[START OF EXCERPT PROVIDED]

Allow architectures to create arch/xxx/Makefile.postlink with targets
for vmlinux, modules.ko, and clean, which will be invoked after final
linking of vmlinux and modules.

powerpc will use this to check vmlinux linker relocations for sanity,
and may use it to fix up alternate instruction patch branch addresses.

Signed-off-by: Nicholas Piggin <npiggin@gmail.com>

---
Since v1,
- Switched to a more flexible arch makefile invocation.
- Provide a powerpc patch to use it to help existing build issue
  (rather than only justification being out-of-tree patch).

Since v2
- Depend on existence of Makefile.modpost, rather than config option.
- Add a clean target
- Move post-vmlinux invocation into Makefile rather than link-vmlinux.sh
- Arch postlink must always be done after final link, not on an if_changed
  basis, because the vmlinux itself is not a dependency.

 Documentation/kbuild/makefiles.txt | 16 ++++++++++++++++
 Makefile                           | 10 +++++++---
 arch/Kconfig                       |  7 +++++++
 scripts/Makefile.modpost           | 14 +++++++++-----
 4 files changed, 39 insertions(+), 8 deletions(-)

[END OF EXCERPT PROVIDED]
[START OF EXTRACTED RECORDS]

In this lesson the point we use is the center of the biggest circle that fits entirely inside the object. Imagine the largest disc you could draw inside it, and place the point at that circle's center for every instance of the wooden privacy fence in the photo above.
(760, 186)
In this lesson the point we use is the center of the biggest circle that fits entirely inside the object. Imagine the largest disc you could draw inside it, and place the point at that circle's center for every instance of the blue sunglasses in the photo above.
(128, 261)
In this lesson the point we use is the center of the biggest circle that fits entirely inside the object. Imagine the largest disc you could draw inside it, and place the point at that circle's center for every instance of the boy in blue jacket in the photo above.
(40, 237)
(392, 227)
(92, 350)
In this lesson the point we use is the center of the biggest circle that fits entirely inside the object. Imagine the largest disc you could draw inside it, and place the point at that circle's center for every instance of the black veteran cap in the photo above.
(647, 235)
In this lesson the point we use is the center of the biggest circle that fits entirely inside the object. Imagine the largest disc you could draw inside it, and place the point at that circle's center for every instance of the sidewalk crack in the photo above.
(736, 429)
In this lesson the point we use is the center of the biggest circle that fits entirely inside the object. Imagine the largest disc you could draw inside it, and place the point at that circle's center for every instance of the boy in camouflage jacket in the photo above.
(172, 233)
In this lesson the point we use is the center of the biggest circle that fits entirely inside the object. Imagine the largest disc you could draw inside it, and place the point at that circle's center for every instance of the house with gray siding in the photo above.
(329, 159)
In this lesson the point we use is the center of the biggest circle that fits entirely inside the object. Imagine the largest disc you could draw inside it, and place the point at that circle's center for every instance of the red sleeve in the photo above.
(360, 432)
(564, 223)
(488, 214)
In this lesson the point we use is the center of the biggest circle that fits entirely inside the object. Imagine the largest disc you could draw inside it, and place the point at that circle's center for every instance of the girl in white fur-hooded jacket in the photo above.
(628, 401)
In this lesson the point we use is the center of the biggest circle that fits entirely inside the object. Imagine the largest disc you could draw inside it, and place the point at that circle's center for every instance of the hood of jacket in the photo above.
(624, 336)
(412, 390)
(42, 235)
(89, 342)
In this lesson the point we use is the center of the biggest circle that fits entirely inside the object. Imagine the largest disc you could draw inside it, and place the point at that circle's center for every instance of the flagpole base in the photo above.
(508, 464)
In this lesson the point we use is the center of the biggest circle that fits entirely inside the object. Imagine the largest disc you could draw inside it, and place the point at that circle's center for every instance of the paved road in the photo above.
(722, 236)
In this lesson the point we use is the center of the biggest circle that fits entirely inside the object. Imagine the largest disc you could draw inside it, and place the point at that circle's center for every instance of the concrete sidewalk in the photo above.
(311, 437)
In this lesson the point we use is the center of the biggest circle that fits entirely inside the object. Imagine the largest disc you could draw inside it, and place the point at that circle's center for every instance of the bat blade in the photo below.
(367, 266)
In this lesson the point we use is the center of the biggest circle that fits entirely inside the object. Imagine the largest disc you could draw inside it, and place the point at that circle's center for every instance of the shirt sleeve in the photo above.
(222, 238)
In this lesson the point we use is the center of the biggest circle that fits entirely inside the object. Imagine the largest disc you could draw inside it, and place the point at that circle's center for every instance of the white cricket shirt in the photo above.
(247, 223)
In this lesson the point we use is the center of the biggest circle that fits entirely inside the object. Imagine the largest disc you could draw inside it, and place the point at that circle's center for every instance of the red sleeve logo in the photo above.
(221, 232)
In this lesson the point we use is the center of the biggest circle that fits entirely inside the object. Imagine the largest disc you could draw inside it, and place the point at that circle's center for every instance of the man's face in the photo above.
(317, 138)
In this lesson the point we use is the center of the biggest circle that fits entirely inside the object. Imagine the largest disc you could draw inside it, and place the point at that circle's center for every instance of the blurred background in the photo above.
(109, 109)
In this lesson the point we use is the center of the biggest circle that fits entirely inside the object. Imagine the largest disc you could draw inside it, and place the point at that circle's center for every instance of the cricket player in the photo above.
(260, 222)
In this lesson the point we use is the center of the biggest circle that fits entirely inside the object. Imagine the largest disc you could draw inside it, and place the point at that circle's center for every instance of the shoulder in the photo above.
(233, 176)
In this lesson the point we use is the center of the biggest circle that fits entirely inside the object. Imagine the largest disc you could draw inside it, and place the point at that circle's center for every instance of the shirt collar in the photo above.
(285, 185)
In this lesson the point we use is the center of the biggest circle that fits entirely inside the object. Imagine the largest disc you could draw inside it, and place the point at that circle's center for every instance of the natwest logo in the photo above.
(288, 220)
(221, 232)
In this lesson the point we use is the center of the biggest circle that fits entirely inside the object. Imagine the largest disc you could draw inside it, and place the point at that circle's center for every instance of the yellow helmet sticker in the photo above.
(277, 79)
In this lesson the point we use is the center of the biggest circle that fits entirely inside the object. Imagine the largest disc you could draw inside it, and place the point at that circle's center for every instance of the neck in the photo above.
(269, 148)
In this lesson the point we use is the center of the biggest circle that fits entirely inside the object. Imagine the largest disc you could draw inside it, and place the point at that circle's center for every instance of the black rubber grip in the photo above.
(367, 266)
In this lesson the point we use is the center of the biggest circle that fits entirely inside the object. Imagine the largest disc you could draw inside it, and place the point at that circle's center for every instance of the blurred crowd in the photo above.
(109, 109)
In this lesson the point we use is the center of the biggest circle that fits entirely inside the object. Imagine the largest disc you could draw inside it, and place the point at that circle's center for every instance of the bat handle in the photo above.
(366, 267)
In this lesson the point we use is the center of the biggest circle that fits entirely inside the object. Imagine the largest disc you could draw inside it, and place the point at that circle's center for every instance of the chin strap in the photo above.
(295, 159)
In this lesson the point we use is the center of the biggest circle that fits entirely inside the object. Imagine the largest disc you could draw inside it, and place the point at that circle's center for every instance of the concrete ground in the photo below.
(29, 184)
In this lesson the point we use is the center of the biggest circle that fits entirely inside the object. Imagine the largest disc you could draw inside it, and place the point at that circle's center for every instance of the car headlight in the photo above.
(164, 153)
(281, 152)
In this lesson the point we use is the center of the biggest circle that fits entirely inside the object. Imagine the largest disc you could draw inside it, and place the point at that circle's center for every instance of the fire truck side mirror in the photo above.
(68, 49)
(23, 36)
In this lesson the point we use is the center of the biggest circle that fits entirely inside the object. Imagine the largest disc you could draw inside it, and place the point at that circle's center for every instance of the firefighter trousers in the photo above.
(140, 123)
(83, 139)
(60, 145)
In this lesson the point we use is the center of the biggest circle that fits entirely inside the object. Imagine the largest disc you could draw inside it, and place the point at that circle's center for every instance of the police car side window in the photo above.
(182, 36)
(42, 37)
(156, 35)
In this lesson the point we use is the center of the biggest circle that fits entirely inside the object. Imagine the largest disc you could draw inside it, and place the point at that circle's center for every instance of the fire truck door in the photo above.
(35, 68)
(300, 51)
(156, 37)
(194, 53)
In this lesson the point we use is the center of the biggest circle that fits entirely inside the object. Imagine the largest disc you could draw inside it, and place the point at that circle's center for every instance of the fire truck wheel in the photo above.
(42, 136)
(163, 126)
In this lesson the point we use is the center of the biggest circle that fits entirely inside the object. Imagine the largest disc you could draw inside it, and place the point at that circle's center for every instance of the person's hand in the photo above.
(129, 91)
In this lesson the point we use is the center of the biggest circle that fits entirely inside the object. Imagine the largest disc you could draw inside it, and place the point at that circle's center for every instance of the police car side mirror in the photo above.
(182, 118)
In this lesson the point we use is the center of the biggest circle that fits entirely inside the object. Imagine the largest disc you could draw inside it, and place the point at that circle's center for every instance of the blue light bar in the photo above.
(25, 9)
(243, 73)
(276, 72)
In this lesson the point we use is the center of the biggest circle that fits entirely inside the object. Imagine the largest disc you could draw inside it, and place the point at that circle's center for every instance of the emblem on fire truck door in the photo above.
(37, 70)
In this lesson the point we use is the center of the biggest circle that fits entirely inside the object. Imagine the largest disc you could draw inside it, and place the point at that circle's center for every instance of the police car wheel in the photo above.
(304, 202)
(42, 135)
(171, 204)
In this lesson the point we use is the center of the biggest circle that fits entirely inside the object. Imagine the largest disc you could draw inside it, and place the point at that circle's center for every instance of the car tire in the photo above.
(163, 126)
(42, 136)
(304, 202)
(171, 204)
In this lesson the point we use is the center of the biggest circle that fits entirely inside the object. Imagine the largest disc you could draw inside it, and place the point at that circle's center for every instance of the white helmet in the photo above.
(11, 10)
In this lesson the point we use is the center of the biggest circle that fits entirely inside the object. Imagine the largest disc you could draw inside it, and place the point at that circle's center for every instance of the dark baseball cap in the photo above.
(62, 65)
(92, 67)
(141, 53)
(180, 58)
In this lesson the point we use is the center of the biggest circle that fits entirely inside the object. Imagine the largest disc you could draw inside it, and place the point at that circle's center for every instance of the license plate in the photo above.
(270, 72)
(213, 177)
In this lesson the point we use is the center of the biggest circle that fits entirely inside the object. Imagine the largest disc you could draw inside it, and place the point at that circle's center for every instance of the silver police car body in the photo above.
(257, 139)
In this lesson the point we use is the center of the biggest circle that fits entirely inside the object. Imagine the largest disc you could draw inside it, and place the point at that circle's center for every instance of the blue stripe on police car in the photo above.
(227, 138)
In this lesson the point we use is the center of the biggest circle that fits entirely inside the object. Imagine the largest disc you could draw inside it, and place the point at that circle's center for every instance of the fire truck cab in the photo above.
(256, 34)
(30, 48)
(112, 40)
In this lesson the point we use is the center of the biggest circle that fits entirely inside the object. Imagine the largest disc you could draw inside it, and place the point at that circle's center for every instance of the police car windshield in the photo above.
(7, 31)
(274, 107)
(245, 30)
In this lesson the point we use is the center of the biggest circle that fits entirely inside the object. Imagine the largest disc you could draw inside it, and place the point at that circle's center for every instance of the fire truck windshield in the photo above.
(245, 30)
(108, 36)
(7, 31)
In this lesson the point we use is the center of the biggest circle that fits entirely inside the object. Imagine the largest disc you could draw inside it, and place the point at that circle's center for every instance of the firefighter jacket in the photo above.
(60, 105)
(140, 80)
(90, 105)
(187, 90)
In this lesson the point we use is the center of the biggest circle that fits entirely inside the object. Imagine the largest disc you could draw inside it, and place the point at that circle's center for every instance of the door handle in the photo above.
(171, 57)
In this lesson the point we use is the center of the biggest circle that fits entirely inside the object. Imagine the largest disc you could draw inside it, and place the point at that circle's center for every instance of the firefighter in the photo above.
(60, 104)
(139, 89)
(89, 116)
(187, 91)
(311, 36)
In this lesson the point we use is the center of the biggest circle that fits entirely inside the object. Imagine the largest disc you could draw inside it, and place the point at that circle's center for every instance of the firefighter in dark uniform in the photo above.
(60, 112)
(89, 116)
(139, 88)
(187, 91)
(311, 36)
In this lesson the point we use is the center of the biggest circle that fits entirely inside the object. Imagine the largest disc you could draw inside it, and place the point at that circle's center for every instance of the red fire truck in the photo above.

[END OF EXTRACTED RECORDS]

REQUIRED WORK — Please return the full kernel patch description above, word for word.

RESULT OF THIS EXERCISE —
Allow architectures to create arch/xxx/Makefile.postlink with targets
for vmlinux, modules.ko, and clean, which will be invoked after final
linking of vmlinux and modules.

powerpc will use this to check vmlinux linker relocations for sanity,
and may use it to fix up alternate instruction patch branch addresses.

Signed-off-by: Nicholas Piggin <npiggin@gmail.com>

---
Since v1,
- Switched to a more flexible arch makefile invocation.
- Provide a powerpc patch to use it to help existing build issue
  (rather than only justification being out-of-tree patch).

Since v2
- Depend on existence of Makefile.modpost, rather than config option.
- Add a clean target
- Move post-vmlinux invocation into Makefile rather than link-vmlinux.sh
- Arch postlink must always be done after final link, not on an if_changed
  basis, because the vmlinux itself is not a dependency.

 Documentation/kbuild/makefiles.txt | 16 ++++++++++++++++
 Makefile                           | 10 +++++++---
 arch/Kconfig                       |  7 +++++++
 scripts/Makefile.modpost           | 14 +++++++++-----
 4 files changed, 39 insertions(+), 8 deletions(-)